┌─ EXTRACTED ENTRIES

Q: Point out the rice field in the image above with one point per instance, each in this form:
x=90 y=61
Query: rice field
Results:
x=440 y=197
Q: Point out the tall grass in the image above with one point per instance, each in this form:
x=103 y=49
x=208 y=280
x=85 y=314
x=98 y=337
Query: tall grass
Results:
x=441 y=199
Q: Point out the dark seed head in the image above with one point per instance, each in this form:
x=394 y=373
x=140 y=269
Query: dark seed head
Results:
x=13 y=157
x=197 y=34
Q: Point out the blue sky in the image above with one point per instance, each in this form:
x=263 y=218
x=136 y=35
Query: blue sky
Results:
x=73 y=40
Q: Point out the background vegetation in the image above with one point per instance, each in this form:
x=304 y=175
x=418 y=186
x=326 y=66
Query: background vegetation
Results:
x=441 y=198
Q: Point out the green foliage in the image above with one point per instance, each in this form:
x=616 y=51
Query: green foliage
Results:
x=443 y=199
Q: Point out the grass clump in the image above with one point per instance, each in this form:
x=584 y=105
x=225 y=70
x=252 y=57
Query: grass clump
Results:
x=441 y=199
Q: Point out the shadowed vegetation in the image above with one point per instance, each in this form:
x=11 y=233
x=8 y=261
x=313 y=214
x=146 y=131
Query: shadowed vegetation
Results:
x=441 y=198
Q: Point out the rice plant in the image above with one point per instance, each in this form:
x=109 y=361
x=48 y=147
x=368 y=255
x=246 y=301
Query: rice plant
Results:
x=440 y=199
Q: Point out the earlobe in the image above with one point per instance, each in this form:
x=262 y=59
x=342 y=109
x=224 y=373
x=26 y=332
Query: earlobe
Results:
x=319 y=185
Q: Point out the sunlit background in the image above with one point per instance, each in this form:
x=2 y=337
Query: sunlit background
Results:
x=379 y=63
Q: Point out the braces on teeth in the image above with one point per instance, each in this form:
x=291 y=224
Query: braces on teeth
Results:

└─

WHAT IS EXPECTED>
Starting from the line with "Q: Point out the green" and ending with the final line of the data, quote every line exactly, both ends included.

ANSWER TO THE PROBLEM>
Q: Point out the green foliage in the image above with one point per instance, each in this form:
x=616 y=51
Query: green foliage
Results:
x=443 y=199
Q: Point out the grass clump in the image above with one point per instance, each in this form:
x=584 y=105
x=225 y=70
x=252 y=57
Query: grass clump
Results:
x=441 y=199
Q: Point out the shadowed vegetation in the image above with one point per instance, each in this form:
x=11 y=233
x=8 y=261
x=313 y=214
x=146 y=131
Query: shadowed vegetation
Results:
x=441 y=198
Q: Point out the rice plant in the image above with one point per instance, each in this form:
x=109 y=361
x=48 y=147
x=368 y=255
x=246 y=301
Query: rice plant
Results:
x=440 y=199
Q: Point out the earlobe in the image above with one point per instance, each in this form:
x=262 y=59
x=342 y=109
x=224 y=373
x=26 y=332
Query: earlobe
Results:
x=319 y=185
Q: Point out the sunlit background in the image above with one point per instance, each in this form:
x=2 y=337
Query: sunlit background
Results:
x=379 y=63
Q: Point out the braces on teeth in the image above with one point per instance, each in this form:
x=291 y=224
Query: braces on teeth
Results:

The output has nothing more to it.